[START OF INPUT]

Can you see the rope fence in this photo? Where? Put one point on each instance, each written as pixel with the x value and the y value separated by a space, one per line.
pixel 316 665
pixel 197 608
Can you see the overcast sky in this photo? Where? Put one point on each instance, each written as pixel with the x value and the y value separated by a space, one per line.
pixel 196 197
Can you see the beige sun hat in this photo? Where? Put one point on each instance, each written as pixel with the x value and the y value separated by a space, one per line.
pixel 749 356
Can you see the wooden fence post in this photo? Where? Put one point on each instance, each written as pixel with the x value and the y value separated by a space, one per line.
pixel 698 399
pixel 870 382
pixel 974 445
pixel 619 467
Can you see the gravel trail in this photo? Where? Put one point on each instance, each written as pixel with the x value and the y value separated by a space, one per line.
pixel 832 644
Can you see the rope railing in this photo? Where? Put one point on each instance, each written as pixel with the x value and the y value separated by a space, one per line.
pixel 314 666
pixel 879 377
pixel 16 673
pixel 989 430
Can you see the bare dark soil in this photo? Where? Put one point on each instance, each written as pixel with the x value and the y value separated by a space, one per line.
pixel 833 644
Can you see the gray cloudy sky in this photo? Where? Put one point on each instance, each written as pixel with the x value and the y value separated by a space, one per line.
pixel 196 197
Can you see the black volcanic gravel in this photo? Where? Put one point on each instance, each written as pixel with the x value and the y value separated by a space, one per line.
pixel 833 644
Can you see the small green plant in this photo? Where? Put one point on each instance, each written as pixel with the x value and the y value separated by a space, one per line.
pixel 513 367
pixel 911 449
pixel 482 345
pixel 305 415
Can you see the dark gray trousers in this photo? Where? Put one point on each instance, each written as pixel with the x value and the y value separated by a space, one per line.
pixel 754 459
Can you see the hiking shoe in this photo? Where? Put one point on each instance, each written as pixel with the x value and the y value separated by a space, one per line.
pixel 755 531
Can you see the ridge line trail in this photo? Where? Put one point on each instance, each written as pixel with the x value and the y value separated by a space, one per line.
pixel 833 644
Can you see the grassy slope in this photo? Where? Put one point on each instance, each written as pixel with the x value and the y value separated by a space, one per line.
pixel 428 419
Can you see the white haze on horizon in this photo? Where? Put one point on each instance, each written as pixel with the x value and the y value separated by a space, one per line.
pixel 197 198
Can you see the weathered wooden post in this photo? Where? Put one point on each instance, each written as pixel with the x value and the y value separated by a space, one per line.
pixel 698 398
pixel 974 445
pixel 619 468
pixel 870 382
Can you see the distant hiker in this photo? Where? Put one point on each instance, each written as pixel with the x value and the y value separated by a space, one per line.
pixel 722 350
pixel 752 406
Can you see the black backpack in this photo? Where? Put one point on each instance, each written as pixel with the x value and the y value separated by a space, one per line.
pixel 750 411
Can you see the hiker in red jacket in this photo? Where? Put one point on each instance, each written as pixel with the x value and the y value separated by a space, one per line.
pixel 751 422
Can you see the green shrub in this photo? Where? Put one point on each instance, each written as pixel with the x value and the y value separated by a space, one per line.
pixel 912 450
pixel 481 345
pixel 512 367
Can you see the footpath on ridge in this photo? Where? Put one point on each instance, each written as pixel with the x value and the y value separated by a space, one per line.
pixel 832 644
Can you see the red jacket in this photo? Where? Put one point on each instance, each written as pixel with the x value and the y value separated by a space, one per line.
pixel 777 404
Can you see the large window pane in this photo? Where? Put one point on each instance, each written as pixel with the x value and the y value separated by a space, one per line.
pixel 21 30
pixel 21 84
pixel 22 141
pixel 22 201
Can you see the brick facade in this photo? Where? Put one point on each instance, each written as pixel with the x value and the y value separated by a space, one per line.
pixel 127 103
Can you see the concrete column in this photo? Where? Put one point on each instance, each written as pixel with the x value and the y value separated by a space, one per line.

[END OF INPUT]

WHAT YOU SHOULD DO: Revise the records above by replacing "Put one point on each instance" with "Mark each instance with a single point" everywhere it occurs, leaving every other part of each record unchanged.

CORRECT OUTPUT:
Can you see the rope fence in this photo? Where? Mark each instance with a single point, each written as pixel with the x value and the y value separated by a space, one per line.
pixel 316 665
pixel 197 608
Can you see the overcast sky in this photo? Where? Mark each instance with a single point, each written as pixel with the x value and the y value separated by a space, one per line.
pixel 196 197
Can you see the beige sun hat in this photo? Where? Mark each instance with a single point, each written as pixel with the x value and the y value separated by a space, one per line.
pixel 749 356
Can you see the wooden fence post in this photo? Where? Mark each instance with a single point, each written as pixel with the x value and the y value separated by a space, one per line.
pixel 698 399
pixel 870 382
pixel 974 445
pixel 619 467
Can you see the gravel trail in this photo? Where? Mark each instance with a single point, each written as pixel with the x value and the y value separated by a space, one per line.
pixel 832 644
Can you see the rope railing in this photo? Where? Mark each instance with a single point, each written as pixel with the x value and the y value separated by a space, one per line.
pixel 314 666
pixel 879 377
pixel 16 673
pixel 989 430
Can you see the bare dark soil in this photo? Where? Mark each instance with a single point, each written as pixel with the x value and the y value separated by a space, one per line.
pixel 833 644
Can you see the gray cloudy sky in this photo? Where? Mark each instance with a single point, each written as pixel with the x value and the y value separated by a space, one per line.
pixel 196 197
Can you see the black volcanic gravel in this photo? Where? Mark each instance with a single point, each written as pixel with the x value and the y value separated by a space, one per line.
pixel 833 644
Can you see the small green plant in this photo? Where? Mark each instance with a single point, each written as pixel with the x value and the y value separated by a space, one per line.
pixel 513 367
pixel 911 449
pixel 482 345
pixel 305 415
Can you see the dark gray trousers in this photo? Where? Mark each instance with a single point, each written as pixel with the x value and the y value separated by a space, one per line.
pixel 754 459
Can you see the hiking shoe in this photo? Where? Mark each instance with a single point, each written as pixel with the x value and the y value separated by a space, one per line.
pixel 755 531
Can you see the ridge line trail in this photo? Where? Mark each instance with a single point, each written as pixel with the x value and the y value separated by a space, one per line.
pixel 833 644
Can you see the grassy slope in this photo? Where? Mark each instance with a single point, each written as pixel with the x value and the y value separated by a space, one per line.
pixel 428 419
Can you see the white haze on horizon in this photo? Where? Mark each instance with a single point, each written as pixel with the x value and the y value separated by a space, one per line.
pixel 197 198
Can you see the weathered wooden post in this photo? Where? Mark each instance with a single point, each written as pixel with the x value and the y value separated by a space, one per line.
pixel 698 398
pixel 974 445
pixel 619 468
pixel 870 382
Can you see the distant hiker in this photo? Where? Mark each instance with a single point, each written as pixel with the x value and the y value separated by a space, one per line.
pixel 722 350
pixel 752 406
Can you see the black backpack in this photo? Where? Mark each instance with a single point, each written as pixel with the x value and the y value separated by a space, one per line.
pixel 750 411
Can you see the hiker in red jacket in this photo? Where? Mark each instance with a single point, each written as pixel with the x value and the y value separated by a space, one per line.
pixel 751 422
Can you see the green shrub in this photo? Where? Mark each instance with a single point, each written as pixel with the x value and the y value separated by a space, one per line.
pixel 912 450
pixel 481 345
pixel 512 367
Can you see the footpath on ridge in this photo? Where? Mark each instance with a single point, each written as pixel with the x value and the y value separated by a space, one per line.
pixel 832 644
Can you see the red jacket in this photo? Where? Mark each instance with a single point, each written as pixel with the x value and the y value separated by a space, one per line.
pixel 777 404
Can you see the large window pane in this photo? Where? Mark each instance with a single point, each written as pixel with the x value and the y value separated by a space, one per line.
pixel 21 30
pixel 21 84
pixel 22 141
pixel 22 201
Can you see the brick facade in this photo? Where? Mark each instance with a single point, each written as pixel with the x value and the y value separated by a space, one per line.
pixel 127 103
Can you see the concrete column in this photo? Where? Mark each instance with a single point, each written as pixel with the x value and the y value separated by a space, one per line.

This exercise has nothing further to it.